Format the lines from the one containing "target: flower petal" through the one containing "99 L 53 117", inclusive, as a Markdown table with the columns Row and Line. Number each line and omit any blank lines.

· · ·

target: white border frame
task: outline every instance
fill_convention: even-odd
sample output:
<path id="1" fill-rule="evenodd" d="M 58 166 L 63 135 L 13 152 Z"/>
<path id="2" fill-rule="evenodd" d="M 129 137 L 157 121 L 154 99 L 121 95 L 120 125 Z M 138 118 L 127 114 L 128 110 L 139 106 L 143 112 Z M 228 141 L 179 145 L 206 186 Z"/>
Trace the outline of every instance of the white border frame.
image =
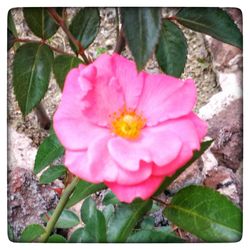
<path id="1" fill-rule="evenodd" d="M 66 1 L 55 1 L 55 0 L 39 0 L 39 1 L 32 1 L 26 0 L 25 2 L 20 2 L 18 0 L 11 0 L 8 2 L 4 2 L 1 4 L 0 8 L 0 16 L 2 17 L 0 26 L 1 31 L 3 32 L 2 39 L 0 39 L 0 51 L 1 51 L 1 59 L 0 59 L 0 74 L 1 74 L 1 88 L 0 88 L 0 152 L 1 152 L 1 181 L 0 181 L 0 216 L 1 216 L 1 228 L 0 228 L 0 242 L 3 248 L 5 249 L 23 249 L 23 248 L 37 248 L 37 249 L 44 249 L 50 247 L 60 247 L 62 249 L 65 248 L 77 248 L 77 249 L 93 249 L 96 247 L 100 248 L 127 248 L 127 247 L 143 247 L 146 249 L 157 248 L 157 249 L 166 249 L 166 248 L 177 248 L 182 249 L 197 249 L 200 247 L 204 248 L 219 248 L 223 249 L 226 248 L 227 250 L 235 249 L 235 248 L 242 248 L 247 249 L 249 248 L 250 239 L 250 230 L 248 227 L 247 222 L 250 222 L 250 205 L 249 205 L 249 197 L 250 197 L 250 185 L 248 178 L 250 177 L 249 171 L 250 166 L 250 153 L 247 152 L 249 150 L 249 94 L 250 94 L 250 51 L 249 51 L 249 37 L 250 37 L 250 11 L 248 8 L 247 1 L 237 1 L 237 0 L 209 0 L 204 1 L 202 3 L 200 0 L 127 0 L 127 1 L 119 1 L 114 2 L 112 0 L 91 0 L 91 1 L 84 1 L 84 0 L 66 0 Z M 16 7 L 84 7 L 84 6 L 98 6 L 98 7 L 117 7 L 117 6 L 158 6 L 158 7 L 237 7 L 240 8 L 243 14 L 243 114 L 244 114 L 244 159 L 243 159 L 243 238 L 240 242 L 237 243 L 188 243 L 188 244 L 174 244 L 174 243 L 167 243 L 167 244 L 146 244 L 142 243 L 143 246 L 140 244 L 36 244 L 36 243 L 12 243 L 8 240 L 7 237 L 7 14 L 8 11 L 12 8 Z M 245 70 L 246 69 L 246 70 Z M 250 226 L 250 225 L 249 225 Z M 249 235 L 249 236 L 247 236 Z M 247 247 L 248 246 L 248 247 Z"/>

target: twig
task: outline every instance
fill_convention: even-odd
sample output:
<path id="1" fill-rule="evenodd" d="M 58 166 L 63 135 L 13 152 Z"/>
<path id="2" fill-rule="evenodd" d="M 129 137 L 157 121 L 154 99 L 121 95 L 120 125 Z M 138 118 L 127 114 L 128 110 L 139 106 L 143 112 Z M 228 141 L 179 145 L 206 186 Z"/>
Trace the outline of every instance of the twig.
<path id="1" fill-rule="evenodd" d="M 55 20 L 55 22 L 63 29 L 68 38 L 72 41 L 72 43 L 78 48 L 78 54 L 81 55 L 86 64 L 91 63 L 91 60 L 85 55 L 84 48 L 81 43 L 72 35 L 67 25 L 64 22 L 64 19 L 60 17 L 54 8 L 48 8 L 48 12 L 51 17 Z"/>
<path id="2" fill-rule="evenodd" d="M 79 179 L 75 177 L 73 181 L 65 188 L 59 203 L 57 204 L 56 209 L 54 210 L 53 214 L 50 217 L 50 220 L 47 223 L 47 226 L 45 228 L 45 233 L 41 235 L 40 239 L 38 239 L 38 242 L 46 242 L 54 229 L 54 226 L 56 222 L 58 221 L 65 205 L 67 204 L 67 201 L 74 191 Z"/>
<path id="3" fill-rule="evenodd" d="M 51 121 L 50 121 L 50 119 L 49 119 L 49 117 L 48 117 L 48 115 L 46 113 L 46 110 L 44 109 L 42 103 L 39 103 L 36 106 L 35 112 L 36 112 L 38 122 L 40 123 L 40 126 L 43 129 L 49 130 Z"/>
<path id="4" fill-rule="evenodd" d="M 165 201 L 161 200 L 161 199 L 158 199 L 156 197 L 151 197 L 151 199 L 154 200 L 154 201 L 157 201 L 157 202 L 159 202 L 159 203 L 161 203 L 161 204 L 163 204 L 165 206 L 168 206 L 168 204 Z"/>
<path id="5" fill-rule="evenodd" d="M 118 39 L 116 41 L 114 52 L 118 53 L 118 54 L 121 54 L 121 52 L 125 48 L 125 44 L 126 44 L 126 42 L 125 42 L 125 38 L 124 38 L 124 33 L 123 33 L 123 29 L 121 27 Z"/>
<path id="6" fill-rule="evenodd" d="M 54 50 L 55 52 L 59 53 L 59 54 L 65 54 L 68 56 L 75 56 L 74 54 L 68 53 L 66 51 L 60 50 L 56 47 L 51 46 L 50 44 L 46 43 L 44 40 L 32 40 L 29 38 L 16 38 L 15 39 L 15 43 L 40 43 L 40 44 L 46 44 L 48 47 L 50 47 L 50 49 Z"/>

· · ·

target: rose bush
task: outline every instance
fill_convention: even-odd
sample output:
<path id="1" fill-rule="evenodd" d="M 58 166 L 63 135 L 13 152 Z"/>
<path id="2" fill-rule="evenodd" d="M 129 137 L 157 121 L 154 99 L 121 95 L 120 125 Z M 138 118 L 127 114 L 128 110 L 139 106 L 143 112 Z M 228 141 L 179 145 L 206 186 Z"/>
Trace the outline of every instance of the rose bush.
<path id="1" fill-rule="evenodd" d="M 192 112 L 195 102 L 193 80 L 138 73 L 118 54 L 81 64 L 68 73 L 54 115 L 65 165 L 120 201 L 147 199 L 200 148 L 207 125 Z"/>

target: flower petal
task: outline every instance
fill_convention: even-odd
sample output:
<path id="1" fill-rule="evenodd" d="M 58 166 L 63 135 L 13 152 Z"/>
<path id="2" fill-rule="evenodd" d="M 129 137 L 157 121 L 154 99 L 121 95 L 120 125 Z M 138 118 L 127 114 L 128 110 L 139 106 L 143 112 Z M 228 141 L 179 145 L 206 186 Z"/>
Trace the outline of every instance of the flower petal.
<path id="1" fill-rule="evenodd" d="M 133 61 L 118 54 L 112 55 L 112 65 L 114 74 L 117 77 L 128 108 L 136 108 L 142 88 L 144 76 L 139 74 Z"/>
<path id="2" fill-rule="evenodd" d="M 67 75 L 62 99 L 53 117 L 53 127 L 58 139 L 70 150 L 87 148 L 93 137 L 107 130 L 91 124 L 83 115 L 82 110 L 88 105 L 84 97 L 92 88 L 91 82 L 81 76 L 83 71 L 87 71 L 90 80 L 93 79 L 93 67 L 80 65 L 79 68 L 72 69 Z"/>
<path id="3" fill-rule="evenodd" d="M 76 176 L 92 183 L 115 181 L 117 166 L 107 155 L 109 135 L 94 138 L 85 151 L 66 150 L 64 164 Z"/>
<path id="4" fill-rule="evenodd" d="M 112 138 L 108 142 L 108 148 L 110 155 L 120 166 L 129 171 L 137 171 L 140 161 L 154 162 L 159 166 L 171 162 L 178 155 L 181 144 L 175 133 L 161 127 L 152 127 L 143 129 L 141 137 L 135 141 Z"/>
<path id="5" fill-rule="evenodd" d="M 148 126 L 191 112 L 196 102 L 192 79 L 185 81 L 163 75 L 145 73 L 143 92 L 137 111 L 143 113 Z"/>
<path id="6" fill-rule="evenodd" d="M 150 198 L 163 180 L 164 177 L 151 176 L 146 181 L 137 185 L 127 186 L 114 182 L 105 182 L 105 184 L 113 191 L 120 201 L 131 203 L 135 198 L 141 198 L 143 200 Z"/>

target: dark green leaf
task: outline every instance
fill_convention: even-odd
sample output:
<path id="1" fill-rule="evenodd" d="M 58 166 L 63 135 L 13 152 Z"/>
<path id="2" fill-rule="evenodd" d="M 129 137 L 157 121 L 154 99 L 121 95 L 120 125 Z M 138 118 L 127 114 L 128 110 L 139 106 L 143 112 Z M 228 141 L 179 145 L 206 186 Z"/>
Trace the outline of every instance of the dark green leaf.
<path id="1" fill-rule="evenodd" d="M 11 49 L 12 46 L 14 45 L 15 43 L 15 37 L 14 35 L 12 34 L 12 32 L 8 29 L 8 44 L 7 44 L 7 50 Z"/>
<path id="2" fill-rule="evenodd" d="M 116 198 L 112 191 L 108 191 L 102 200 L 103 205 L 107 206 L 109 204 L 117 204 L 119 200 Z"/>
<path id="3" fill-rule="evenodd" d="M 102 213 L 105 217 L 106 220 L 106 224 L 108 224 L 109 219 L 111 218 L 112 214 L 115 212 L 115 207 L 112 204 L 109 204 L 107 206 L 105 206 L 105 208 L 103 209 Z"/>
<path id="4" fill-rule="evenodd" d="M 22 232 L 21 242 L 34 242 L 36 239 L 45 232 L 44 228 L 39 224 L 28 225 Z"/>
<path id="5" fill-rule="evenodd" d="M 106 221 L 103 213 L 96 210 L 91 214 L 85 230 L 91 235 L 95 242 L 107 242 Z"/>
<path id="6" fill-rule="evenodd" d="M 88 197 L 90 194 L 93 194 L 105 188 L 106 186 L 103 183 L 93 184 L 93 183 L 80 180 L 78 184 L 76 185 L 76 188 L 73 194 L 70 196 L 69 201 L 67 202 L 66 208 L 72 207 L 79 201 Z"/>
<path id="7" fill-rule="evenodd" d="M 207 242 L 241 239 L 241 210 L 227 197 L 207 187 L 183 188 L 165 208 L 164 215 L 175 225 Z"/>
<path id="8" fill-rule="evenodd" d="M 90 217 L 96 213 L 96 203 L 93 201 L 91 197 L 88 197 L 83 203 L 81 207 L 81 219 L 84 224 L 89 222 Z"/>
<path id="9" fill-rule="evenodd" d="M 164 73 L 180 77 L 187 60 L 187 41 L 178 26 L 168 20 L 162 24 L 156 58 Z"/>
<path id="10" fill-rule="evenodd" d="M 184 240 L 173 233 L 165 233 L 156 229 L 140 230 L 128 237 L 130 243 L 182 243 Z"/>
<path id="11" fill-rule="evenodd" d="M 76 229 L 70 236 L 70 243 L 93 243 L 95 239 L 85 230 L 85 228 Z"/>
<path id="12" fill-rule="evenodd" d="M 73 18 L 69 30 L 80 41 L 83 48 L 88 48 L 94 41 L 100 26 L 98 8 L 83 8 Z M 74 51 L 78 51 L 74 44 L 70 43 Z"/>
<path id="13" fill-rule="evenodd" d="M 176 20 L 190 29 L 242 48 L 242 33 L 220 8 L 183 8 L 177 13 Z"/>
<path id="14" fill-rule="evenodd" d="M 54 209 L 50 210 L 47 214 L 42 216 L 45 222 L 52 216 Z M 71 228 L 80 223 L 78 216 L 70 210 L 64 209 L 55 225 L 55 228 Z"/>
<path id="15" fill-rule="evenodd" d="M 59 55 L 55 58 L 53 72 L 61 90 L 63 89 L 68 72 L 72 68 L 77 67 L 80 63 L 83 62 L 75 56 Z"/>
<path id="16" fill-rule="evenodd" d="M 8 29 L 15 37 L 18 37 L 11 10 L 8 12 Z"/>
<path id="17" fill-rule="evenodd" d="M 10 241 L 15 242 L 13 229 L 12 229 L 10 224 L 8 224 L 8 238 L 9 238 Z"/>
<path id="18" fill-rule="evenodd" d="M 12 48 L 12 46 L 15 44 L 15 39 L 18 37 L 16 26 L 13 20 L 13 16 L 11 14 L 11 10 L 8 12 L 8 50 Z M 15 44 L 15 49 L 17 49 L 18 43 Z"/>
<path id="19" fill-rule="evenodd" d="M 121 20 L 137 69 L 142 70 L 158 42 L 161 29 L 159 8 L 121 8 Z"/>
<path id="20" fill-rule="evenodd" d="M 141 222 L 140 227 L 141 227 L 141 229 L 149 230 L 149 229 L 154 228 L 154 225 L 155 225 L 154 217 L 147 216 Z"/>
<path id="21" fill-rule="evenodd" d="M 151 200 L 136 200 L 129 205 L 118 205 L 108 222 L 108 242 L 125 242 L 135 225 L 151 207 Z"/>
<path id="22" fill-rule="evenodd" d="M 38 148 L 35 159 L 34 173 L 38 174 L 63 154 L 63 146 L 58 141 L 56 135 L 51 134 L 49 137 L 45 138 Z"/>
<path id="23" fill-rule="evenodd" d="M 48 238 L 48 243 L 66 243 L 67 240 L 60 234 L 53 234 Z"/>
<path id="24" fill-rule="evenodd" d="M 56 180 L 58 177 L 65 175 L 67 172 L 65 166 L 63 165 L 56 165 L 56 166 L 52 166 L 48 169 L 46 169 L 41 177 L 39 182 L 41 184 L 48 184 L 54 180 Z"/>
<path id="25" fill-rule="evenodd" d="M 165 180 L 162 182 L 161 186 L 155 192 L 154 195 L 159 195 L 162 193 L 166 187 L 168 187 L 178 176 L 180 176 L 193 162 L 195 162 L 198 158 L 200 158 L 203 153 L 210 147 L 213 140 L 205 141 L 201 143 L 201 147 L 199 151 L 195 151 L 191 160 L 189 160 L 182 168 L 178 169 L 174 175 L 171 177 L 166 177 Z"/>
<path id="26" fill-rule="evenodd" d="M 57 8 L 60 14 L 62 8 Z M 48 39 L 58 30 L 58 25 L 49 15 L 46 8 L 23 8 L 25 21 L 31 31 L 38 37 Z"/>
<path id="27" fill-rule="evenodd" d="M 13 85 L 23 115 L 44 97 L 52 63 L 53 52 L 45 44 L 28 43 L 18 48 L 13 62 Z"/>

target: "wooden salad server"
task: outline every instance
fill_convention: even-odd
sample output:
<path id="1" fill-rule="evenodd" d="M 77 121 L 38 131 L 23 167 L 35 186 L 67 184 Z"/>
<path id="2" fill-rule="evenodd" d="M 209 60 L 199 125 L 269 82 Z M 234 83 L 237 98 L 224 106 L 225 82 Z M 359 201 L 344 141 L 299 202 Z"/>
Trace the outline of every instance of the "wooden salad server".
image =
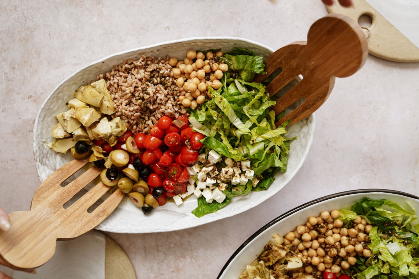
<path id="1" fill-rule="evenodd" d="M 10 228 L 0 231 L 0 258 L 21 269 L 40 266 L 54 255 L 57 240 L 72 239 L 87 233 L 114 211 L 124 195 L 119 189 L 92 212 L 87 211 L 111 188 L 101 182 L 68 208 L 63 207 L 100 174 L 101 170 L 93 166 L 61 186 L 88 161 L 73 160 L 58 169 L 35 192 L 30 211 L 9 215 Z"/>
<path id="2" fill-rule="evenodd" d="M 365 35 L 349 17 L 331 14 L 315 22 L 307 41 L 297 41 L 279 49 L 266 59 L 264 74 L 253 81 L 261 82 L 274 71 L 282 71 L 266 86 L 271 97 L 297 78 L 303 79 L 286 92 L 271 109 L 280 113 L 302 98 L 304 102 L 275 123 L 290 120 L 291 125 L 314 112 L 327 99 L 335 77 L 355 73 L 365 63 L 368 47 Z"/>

· · ·

- WORKED SOLUTION -
| Row | Line |
|---|---|
| 1 | target: flower petal |
| 2 | task: outline every instance |
| 3 | fill_convention: even-odd |
| 4 | sample output: |
| 5 | <path id="1" fill-rule="evenodd" d="M 58 166 L 63 135 L 13 152 Z"/> |
| 6 | <path id="2" fill-rule="evenodd" d="M 129 137 L 157 121 L 154 99 L 121 95 L 120 125 Z M 138 118 L 127 114 L 128 110 L 139 106 L 143 112 Z M 228 141 L 179 145 L 206 186 Z"/> |
| 7 | Trace the outline of every instance of the flower petal. |
| 8 | <path id="1" fill-rule="evenodd" d="M 133 61 L 118 54 L 112 55 L 112 65 L 114 74 L 117 77 L 128 108 L 136 108 L 142 88 L 144 76 L 139 74 Z"/> |
| 9 | <path id="2" fill-rule="evenodd" d="M 67 75 L 62 99 L 53 117 L 53 127 L 58 139 L 70 150 L 87 148 L 93 137 L 107 130 L 91 124 L 83 115 L 82 110 L 88 105 L 84 97 L 92 88 L 91 82 L 81 76 L 83 71 L 87 71 L 90 80 L 93 79 L 93 67 L 80 65 L 79 68 L 72 69 Z"/> |